■ Required action ■
The range to repeat runs from the line with "Phrase: branch" to the last line below, both ends included; give it exactly and without pictures.

(Natural language region descriptions)
....................
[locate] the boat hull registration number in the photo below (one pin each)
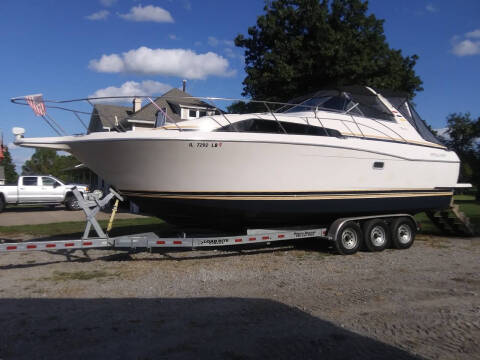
(205, 145)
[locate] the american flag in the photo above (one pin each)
(37, 104)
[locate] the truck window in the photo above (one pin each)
(30, 181)
(47, 181)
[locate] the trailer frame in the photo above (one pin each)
(92, 204)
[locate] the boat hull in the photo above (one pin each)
(222, 210)
(219, 179)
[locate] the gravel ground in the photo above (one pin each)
(276, 303)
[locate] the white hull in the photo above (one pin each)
(235, 162)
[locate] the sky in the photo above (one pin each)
(74, 49)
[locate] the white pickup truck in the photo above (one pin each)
(43, 189)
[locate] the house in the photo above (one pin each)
(175, 105)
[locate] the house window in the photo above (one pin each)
(30, 181)
(161, 118)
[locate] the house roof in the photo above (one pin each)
(104, 115)
(169, 100)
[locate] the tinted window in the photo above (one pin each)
(30, 181)
(272, 127)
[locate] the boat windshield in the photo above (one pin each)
(406, 108)
(358, 104)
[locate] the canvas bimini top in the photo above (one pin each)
(363, 101)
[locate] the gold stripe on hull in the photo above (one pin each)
(289, 197)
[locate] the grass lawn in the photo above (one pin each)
(467, 204)
(131, 226)
(75, 229)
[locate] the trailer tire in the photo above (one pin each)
(72, 203)
(376, 235)
(348, 238)
(403, 232)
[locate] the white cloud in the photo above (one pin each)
(475, 34)
(168, 62)
(130, 88)
(213, 41)
(107, 63)
(431, 8)
(99, 15)
(148, 13)
(108, 3)
(464, 46)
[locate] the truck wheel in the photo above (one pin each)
(348, 238)
(72, 203)
(376, 234)
(403, 232)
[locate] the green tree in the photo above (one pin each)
(11, 175)
(48, 162)
(299, 46)
(464, 139)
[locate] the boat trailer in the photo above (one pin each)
(148, 241)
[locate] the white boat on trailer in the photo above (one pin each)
(339, 153)
(357, 163)
(381, 231)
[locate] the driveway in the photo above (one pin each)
(44, 215)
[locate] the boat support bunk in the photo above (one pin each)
(347, 234)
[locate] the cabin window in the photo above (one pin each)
(273, 127)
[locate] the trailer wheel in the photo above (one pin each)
(72, 203)
(403, 233)
(376, 235)
(348, 238)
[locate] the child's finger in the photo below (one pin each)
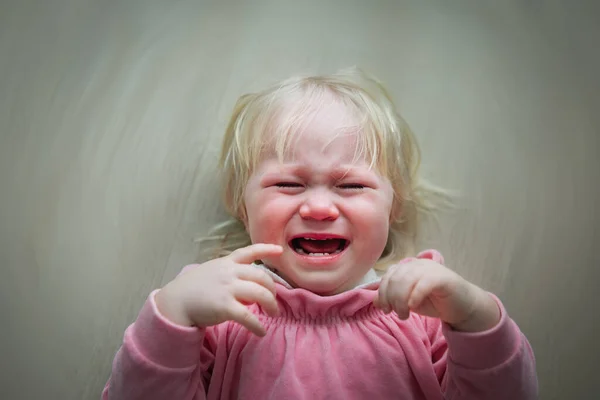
(400, 288)
(249, 254)
(420, 291)
(381, 299)
(256, 275)
(243, 316)
(251, 292)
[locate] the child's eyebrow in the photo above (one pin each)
(338, 172)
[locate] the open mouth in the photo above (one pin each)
(318, 247)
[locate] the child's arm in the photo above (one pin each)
(494, 364)
(478, 351)
(160, 360)
(165, 355)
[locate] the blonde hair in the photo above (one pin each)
(280, 111)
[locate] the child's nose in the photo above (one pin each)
(319, 207)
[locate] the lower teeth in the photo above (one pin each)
(301, 251)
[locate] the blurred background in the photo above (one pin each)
(111, 116)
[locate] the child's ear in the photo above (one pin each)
(396, 211)
(244, 217)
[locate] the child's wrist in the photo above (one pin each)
(485, 315)
(170, 308)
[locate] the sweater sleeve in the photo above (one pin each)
(160, 360)
(496, 364)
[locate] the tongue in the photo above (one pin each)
(320, 246)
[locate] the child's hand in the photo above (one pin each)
(217, 290)
(428, 288)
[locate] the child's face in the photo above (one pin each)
(320, 194)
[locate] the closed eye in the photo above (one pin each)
(288, 184)
(352, 186)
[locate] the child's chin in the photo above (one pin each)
(324, 283)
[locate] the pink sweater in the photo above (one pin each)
(337, 347)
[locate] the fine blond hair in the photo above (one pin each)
(384, 138)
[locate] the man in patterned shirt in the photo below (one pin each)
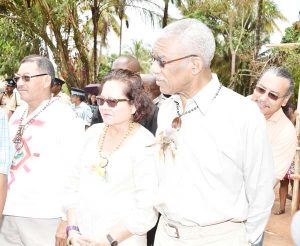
(5, 157)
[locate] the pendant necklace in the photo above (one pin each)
(176, 122)
(100, 168)
(17, 140)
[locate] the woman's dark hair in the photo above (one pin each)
(134, 91)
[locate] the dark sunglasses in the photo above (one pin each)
(110, 102)
(162, 63)
(27, 78)
(271, 95)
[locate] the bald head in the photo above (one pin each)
(150, 85)
(128, 63)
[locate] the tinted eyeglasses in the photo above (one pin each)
(271, 95)
(162, 63)
(26, 77)
(110, 102)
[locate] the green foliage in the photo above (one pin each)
(15, 43)
(233, 24)
(142, 53)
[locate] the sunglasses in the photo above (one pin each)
(271, 95)
(110, 102)
(162, 63)
(27, 78)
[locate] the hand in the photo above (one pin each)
(61, 235)
(76, 239)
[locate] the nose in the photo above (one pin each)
(264, 96)
(155, 68)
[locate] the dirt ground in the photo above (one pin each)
(277, 232)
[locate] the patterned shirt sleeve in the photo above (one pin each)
(5, 144)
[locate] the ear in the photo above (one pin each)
(286, 99)
(133, 109)
(47, 81)
(197, 65)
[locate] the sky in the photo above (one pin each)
(139, 30)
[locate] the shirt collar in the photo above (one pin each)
(277, 115)
(204, 97)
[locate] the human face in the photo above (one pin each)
(33, 89)
(55, 89)
(93, 99)
(272, 86)
(123, 111)
(9, 89)
(173, 77)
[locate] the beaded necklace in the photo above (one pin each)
(100, 168)
(17, 140)
(176, 122)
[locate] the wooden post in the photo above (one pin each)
(295, 199)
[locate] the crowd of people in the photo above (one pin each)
(171, 158)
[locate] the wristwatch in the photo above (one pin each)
(112, 241)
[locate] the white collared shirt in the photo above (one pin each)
(51, 146)
(223, 168)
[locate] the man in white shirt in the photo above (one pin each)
(46, 136)
(216, 172)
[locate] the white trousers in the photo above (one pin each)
(223, 234)
(21, 231)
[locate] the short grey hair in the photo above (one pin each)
(282, 73)
(43, 64)
(194, 37)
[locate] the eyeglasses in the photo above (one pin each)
(27, 78)
(162, 63)
(110, 102)
(271, 95)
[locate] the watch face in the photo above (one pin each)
(114, 243)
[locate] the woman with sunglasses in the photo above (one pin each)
(110, 199)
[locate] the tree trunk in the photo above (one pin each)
(165, 17)
(121, 30)
(258, 28)
(95, 18)
(233, 61)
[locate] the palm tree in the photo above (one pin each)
(177, 3)
(147, 8)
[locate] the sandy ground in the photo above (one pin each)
(277, 232)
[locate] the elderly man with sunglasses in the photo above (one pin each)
(215, 170)
(46, 138)
(273, 91)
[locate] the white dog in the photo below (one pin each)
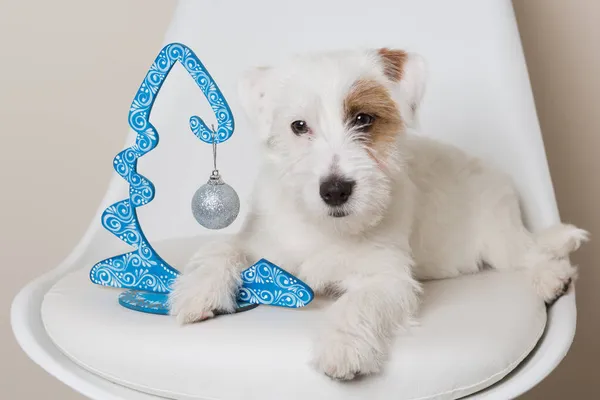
(353, 204)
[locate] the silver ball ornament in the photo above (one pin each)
(215, 204)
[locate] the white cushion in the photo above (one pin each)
(472, 332)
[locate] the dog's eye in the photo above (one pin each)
(363, 120)
(299, 127)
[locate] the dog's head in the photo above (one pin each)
(333, 124)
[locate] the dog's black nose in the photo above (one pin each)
(335, 191)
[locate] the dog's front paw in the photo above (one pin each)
(190, 302)
(343, 356)
(199, 293)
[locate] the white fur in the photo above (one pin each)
(424, 211)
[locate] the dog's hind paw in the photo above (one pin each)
(552, 279)
(344, 357)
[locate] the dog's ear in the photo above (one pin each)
(255, 92)
(408, 72)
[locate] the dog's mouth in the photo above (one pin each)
(338, 213)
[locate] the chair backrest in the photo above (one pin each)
(478, 96)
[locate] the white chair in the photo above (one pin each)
(478, 97)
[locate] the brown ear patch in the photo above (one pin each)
(393, 63)
(371, 97)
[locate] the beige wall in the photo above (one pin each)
(562, 45)
(110, 43)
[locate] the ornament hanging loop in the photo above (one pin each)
(215, 177)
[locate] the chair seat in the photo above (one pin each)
(472, 331)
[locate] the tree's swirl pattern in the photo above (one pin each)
(142, 268)
(266, 283)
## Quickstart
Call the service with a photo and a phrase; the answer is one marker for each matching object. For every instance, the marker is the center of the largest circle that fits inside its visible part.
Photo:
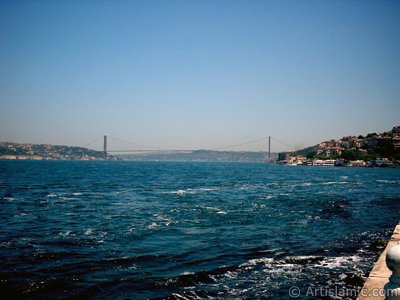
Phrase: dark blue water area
(153, 230)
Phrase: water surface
(152, 230)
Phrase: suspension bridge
(139, 148)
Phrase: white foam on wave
(192, 191)
(64, 234)
(152, 225)
(89, 231)
(216, 210)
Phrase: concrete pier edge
(379, 276)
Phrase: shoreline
(373, 288)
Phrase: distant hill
(47, 152)
(357, 147)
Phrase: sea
(184, 230)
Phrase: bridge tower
(269, 149)
(105, 147)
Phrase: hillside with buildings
(374, 149)
(14, 151)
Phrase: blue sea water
(153, 230)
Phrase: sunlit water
(189, 230)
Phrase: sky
(182, 74)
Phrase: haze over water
(170, 230)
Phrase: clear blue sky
(198, 74)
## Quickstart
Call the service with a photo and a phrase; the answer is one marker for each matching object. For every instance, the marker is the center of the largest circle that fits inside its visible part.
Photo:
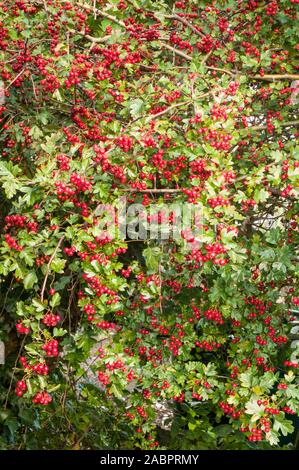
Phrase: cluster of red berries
(12, 243)
(206, 346)
(196, 396)
(64, 162)
(124, 142)
(103, 378)
(272, 411)
(214, 315)
(40, 368)
(50, 319)
(21, 388)
(290, 364)
(256, 435)
(229, 410)
(23, 330)
(42, 398)
(51, 348)
(105, 325)
(114, 365)
(90, 310)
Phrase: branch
(177, 52)
(177, 105)
(261, 128)
(131, 190)
(49, 267)
(287, 76)
(91, 38)
(186, 23)
(102, 13)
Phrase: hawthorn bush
(189, 101)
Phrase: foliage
(196, 101)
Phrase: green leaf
(283, 425)
(55, 300)
(136, 107)
(30, 280)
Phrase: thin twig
(49, 267)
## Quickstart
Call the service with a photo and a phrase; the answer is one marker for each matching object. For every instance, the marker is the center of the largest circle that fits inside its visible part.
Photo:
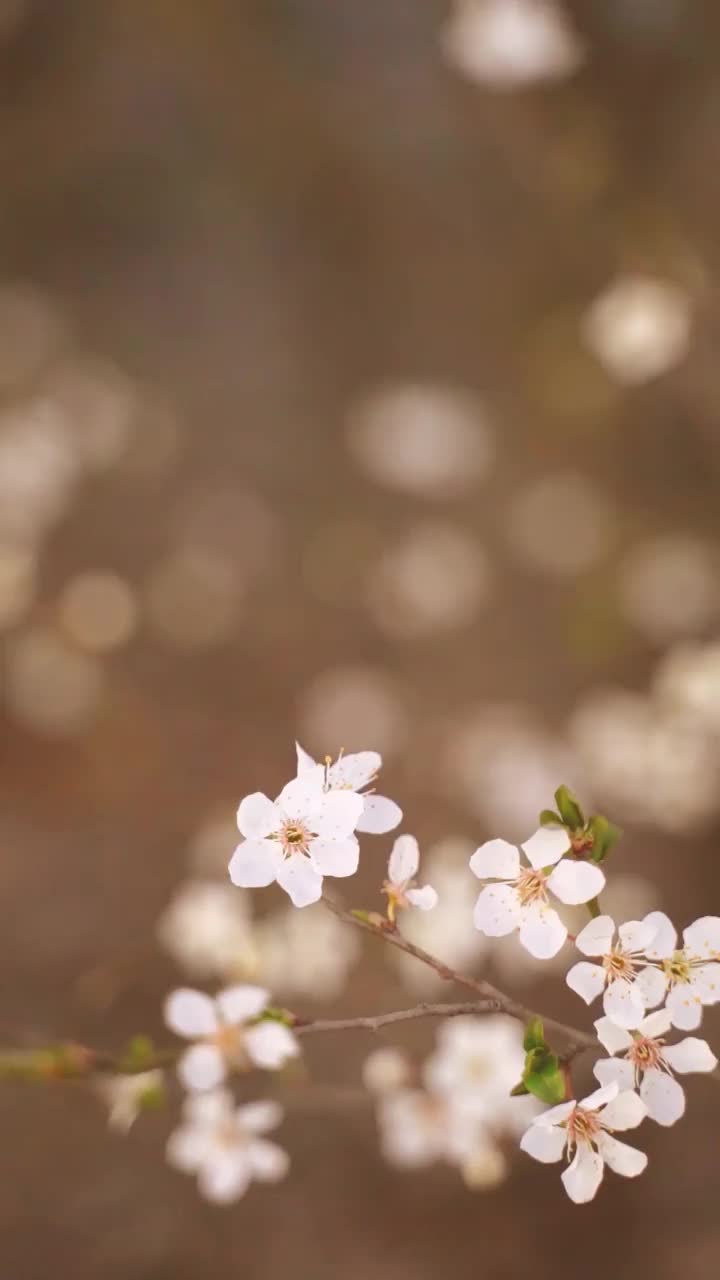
....................
■ Answer to this problem ■
Phrase: branch
(177, 52)
(177, 105)
(261, 128)
(131, 190)
(49, 267)
(287, 76)
(91, 38)
(186, 23)
(102, 13)
Phrase: hawthorn bush
(189, 101)
Phrase: foliage
(196, 101)
Phrase: green leaf
(283, 425)
(55, 300)
(136, 107)
(30, 280)
Phrase: thin twig
(49, 267)
## Quickstart
Call the service with a photo and a phrase; the answer is one marker for each matching object. For every instance, the marker is the center of the largest circle that fits inside its visible part.
Photo:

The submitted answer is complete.